● SELECTED PASSAGE
-*-*-

Unsustainable Human Impact On Zambezi River Basin Environment

By Wallace Mawire


The Zambezi river basin environment has experienced changes over the last two decades – largely attributed to unsustainable human activities – according to a recently released new report, the Zambezi Environment Outlook 2015 launched at the 7th SADC multi-stakeholder water dialogue in Windhoek, Namibia held on 29 to 30 September, 2013.

According to the new report, there have been changes to the Zambezi river basin environment since a comprehensive assessment of a single ecosystem was published in 2000.

It says that over the same period, temperature in the region has risen and rainfall patterns have become more erratic, meaning farmers have to adjust time of planting and crops to grow.

The report launched by Phera Ramoeli, Senior Programme Officer for SADC Water division was published through the partnership of the SADC secretariat, Zambezi Watercourse Commission and the Southern African Research and Documentation Centre (SARDC).

The Zambezi river basin is reportedly the fourth largest in Africa after the Nile, Congo and Niger basins.

Changes outlined in the report that have occurred in the basin include expansion of urban areas, depletion of wetlands, reduction of forest cover and loss of key species. The report presents policy options for addressing the challenges.

Running under the theme: “Towards strengthening basin wide cooperation and regional integration,” it highlights the state and trends of key environmental resources including land, freshwater, marine and coastal resources, forests and woodlands including wildlife.

It also takes an analysis of issues and covers elements relating to human settlements, energy and atmospheric dynamics.

“Among other changes, the Zambezi Environment Outlook 2015 notes that the basin has been characterised by declining water quality, depletion of groundwater and a surge in aquatic species. It notes that there will be more changes in rainfall patterns over the basin and that a decrease by 10 to 15% by 2050 is expected,” the report says.

-*-*-

● EXTRACTED MATERIAL
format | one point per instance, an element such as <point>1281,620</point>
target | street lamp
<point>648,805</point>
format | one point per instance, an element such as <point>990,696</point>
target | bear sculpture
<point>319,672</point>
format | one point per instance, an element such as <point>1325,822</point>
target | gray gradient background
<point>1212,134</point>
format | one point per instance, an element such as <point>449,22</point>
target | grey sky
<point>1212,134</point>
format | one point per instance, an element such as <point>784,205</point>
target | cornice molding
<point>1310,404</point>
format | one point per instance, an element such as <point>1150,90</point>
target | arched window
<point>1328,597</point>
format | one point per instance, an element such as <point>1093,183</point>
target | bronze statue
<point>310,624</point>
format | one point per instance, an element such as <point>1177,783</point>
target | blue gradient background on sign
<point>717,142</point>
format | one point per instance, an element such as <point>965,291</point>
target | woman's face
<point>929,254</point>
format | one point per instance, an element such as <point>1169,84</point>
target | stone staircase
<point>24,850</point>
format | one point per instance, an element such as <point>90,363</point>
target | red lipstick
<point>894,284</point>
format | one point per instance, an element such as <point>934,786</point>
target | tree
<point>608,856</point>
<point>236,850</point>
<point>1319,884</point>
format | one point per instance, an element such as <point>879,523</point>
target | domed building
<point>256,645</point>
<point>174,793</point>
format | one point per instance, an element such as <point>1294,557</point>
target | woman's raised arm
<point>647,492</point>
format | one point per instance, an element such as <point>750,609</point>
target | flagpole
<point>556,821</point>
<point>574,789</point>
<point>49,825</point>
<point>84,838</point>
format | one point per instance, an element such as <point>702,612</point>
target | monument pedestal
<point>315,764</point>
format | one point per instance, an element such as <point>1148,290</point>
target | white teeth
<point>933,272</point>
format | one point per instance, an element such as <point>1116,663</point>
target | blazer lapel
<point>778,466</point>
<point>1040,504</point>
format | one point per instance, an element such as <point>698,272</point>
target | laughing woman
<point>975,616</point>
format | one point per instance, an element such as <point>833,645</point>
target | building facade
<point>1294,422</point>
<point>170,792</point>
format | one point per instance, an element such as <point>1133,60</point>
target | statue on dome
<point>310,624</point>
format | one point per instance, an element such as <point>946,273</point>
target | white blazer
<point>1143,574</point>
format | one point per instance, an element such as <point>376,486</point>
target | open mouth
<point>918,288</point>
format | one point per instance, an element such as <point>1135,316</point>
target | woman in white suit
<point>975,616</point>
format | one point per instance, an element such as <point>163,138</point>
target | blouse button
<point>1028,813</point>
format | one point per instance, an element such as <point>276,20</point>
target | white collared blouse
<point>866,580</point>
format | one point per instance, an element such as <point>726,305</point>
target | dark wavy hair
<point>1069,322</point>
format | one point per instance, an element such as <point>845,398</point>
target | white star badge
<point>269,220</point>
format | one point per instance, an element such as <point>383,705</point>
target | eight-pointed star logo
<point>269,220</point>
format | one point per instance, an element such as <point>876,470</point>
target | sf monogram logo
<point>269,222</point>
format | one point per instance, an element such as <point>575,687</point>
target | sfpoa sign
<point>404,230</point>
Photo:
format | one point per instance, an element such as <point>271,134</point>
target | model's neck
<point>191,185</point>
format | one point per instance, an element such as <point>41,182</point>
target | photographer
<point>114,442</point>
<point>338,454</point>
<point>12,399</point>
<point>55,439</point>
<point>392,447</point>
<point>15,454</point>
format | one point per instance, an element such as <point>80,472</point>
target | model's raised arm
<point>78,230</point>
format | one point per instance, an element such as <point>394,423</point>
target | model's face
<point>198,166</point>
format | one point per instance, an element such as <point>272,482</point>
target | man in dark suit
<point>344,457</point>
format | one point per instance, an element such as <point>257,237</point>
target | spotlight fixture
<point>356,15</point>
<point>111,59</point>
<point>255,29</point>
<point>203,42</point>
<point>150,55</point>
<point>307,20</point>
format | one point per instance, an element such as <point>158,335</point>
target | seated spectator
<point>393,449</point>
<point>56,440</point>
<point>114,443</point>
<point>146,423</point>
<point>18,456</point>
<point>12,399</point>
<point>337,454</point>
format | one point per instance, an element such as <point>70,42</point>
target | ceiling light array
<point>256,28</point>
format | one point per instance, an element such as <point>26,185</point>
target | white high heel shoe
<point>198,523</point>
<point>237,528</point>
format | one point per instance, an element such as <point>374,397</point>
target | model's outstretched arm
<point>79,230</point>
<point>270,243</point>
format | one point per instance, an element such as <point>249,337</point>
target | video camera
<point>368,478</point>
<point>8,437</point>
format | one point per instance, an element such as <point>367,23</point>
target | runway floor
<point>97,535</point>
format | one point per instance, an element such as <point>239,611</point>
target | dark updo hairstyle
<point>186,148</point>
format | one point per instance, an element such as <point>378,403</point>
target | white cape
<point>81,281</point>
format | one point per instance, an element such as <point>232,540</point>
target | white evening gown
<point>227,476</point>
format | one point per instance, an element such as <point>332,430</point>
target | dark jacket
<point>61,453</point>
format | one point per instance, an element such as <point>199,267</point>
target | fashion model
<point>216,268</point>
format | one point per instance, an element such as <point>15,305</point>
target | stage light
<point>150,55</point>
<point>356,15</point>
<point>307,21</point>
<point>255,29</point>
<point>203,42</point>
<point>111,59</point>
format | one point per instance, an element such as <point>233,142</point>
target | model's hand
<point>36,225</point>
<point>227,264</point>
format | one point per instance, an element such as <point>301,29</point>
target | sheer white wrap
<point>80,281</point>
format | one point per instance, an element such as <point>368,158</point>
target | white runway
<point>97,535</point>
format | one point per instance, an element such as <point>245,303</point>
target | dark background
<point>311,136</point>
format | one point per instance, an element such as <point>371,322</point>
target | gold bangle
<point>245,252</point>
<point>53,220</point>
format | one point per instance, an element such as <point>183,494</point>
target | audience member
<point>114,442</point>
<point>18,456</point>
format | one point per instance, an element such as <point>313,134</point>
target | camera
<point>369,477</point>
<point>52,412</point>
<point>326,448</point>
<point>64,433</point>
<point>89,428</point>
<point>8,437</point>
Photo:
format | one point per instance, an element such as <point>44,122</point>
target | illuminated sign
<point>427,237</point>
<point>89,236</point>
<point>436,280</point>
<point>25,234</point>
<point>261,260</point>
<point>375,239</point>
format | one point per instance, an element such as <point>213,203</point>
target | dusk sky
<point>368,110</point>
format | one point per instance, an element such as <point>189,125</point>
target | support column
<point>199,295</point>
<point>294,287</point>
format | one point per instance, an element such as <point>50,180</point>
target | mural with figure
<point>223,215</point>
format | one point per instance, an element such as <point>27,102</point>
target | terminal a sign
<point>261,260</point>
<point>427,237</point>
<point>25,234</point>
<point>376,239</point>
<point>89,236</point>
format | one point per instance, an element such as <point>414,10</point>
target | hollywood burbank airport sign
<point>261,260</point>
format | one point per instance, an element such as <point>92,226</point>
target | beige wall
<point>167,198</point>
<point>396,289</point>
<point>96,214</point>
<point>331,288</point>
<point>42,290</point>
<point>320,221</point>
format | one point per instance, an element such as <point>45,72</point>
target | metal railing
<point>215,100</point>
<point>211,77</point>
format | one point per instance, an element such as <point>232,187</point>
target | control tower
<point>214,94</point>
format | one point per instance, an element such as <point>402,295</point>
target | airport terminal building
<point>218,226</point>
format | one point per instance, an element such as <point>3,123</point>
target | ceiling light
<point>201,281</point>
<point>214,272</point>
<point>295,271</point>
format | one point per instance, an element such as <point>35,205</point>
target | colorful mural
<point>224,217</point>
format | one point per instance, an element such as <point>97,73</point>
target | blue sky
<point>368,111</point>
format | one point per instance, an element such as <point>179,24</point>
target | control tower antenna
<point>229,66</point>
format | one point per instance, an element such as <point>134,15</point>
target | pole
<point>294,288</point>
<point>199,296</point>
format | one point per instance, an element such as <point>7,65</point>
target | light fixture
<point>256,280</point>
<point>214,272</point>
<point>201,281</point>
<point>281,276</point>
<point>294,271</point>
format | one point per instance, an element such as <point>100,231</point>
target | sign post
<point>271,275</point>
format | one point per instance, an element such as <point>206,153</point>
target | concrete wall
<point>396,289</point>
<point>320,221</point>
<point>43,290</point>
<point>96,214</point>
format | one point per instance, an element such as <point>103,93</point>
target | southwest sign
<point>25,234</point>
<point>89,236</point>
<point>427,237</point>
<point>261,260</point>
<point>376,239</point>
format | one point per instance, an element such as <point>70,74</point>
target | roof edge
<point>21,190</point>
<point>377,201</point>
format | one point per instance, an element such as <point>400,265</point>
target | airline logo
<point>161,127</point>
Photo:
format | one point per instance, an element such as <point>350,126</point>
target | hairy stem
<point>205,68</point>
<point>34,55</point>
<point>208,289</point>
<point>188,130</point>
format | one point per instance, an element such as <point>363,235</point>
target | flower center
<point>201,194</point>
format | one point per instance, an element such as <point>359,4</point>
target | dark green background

-*-*-

● TASK 1
Answer each question from the article on the Zambezi river basin.
(a) Which three African river basins are larger than the Zambezi basin?
(b) By how much is rainfall over the basin expected to decrease by 2050?
(c) Who launched the report, and what position does that person hold?
● TASK 2
List every organization named in the article on the Zambezi river basin as a partner through which the report was published.

● FINAL ANSWER 1
(a) The Nile, Congo and Niger basins.
(b) By 10 to 15%.
(c) Phera Ramoeli, Senior Programme Officer for the SADC Water division.

● FINAL ANSWER 2
- SADC secretariat
- Zambezi Watercourse Commission
- Southern African Research and Documentation Centre (SARDC)